## GIVEN TASK
Rewrite the data below from its start through the line containing "400;308;442;354", replacing "Collect" with "Gather" and leaving everything else unchanged.

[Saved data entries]
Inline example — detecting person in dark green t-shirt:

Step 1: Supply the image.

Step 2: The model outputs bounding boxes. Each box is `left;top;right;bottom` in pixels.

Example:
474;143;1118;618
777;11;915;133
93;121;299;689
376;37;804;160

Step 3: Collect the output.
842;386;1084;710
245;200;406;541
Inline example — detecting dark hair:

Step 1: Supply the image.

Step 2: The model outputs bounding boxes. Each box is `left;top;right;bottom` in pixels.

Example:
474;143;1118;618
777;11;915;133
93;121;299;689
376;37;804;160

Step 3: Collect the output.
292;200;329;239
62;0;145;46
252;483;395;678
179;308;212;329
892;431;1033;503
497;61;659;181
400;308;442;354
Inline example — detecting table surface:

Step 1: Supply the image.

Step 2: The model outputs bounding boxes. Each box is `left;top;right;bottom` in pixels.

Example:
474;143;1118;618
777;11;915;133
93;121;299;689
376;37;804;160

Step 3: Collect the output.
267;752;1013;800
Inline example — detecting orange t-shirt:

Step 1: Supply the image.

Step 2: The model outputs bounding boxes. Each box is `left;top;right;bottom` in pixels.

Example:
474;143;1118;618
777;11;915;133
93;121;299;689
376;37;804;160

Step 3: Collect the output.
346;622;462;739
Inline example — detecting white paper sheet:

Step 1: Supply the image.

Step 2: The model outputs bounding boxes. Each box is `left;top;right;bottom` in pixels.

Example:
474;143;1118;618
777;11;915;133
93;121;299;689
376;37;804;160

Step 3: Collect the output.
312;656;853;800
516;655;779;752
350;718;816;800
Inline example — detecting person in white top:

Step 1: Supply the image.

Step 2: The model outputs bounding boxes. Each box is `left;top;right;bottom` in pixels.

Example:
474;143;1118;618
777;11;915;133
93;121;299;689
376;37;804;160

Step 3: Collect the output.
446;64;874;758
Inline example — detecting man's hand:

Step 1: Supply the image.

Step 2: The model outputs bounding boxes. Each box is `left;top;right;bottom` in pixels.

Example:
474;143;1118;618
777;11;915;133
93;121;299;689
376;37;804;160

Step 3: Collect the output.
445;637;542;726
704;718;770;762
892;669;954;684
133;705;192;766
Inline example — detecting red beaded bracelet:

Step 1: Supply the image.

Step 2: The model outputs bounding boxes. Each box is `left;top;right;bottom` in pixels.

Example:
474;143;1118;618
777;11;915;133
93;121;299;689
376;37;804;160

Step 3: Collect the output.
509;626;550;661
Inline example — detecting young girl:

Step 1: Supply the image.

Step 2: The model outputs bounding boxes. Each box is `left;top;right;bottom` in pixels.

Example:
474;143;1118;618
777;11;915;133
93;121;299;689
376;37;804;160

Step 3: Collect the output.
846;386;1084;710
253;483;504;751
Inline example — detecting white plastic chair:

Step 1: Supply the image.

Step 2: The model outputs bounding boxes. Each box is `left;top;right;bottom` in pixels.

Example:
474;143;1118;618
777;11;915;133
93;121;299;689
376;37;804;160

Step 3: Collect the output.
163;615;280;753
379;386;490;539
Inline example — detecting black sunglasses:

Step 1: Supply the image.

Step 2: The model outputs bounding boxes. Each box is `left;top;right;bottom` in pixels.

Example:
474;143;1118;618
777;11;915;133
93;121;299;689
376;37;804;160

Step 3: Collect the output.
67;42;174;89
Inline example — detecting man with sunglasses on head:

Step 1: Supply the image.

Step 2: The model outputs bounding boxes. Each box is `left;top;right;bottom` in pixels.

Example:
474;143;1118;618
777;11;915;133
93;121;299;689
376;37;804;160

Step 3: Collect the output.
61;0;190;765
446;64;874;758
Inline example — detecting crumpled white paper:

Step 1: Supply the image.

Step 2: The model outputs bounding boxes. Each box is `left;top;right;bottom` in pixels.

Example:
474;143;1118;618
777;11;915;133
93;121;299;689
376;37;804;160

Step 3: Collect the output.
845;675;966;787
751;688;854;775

## WORKED SOLUTION
Inline example — detecting person in dark green t-shirt:

Step 1: Supply the image.

Step 2: The model outputs bounding boxes. Each box is `left;top;right;bottom` in pixels.

Example:
474;143;1118;618
777;11;915;133
93;121;299;689
376;37;804;160

Step 3: Gather the output.
842;386;1084;710
245;200;406;541
Inline example — detecting dark hair:

Step 1: Supply the image.

Step 2: The model outputs bounding boxes. Each box is `left;top;right;bottom` in pixels.

Example:
474;143;1118;618
777;11;915;133
93;121;299;689
376;37;804;160

Step 3: Gather the output.
292;200;329;239
62;0;145;46
252;483;395;678
179;308;212;329
892;431;1033;503
497;61;659;181
400;308;442;354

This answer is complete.